## start
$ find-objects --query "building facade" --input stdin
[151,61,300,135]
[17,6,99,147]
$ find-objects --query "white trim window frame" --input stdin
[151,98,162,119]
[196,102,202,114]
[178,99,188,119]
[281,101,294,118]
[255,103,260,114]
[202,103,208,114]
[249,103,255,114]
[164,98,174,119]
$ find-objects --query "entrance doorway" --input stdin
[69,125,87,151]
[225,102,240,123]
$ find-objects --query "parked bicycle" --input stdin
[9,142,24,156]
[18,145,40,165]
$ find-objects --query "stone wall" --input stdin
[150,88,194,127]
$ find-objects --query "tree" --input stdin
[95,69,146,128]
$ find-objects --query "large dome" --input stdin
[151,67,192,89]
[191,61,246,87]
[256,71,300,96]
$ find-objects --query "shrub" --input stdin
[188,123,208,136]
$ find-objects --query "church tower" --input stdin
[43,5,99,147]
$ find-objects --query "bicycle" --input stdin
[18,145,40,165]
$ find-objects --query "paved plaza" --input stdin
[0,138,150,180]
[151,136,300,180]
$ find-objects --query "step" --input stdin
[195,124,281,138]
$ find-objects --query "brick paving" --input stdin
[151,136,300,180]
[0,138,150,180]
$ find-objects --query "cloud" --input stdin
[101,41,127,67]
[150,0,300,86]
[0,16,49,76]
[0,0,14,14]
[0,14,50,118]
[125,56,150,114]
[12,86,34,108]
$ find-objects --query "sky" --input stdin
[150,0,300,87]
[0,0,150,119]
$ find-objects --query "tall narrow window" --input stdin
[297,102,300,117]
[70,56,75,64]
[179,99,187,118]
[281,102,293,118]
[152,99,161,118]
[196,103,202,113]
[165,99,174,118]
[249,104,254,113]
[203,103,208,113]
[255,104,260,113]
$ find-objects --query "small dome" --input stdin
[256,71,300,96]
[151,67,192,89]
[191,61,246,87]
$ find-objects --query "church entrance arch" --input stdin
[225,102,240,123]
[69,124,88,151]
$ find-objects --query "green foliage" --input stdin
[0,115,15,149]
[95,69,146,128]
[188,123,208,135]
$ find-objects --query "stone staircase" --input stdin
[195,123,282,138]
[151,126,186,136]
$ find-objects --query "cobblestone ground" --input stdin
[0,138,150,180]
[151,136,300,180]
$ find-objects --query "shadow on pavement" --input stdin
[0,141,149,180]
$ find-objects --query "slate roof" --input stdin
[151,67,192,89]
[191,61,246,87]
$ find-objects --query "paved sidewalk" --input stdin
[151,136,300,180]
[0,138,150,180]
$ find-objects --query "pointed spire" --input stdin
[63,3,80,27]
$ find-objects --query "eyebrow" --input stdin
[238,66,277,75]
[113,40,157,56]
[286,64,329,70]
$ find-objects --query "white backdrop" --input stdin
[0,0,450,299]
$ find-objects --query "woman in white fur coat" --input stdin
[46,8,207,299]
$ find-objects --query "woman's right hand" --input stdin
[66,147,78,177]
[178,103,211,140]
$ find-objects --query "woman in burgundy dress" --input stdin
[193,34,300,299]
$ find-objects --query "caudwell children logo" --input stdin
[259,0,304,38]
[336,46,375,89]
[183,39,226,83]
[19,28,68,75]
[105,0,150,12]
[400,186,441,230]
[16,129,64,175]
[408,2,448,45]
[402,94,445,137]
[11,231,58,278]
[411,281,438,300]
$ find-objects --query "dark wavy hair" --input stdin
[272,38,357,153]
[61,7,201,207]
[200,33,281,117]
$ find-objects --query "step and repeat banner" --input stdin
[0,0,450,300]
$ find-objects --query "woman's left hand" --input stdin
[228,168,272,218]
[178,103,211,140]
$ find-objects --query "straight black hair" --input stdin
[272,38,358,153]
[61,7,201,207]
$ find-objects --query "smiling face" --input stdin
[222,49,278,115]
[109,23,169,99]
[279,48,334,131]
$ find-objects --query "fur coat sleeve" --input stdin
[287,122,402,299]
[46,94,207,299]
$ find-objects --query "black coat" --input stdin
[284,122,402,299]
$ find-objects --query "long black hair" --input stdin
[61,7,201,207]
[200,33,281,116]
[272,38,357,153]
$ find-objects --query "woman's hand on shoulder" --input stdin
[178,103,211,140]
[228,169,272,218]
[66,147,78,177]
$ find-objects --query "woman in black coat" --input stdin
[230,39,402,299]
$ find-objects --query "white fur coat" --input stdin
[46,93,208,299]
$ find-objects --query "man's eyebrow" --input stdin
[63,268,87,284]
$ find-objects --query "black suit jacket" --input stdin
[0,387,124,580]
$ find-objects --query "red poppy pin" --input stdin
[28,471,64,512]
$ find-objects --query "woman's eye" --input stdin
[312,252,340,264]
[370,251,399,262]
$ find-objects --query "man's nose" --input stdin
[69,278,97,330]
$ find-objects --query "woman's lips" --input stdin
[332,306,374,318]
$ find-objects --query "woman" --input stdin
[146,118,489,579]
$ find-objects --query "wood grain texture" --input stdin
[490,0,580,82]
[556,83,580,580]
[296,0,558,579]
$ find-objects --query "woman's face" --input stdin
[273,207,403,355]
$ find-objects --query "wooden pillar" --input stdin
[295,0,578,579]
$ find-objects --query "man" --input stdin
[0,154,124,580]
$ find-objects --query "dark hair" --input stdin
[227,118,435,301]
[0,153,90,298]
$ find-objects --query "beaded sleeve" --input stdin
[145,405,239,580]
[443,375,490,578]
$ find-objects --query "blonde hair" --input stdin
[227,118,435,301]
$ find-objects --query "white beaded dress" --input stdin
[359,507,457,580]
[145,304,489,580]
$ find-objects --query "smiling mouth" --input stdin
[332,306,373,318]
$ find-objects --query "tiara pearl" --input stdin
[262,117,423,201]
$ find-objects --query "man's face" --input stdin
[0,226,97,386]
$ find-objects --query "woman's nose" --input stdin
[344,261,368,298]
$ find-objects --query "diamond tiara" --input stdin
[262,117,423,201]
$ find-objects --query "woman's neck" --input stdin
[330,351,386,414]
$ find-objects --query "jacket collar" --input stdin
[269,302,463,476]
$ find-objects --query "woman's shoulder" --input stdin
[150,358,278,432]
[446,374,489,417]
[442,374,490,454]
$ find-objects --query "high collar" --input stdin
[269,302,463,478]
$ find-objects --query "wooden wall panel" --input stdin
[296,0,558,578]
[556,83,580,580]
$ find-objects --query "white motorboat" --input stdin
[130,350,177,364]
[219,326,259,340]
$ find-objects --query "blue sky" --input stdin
## end
Return each line of the records in which the word "nose" appears.

$ find-objects --query "man's nose" --input stdin
$ find-objects --query "woman's nose" --input stdin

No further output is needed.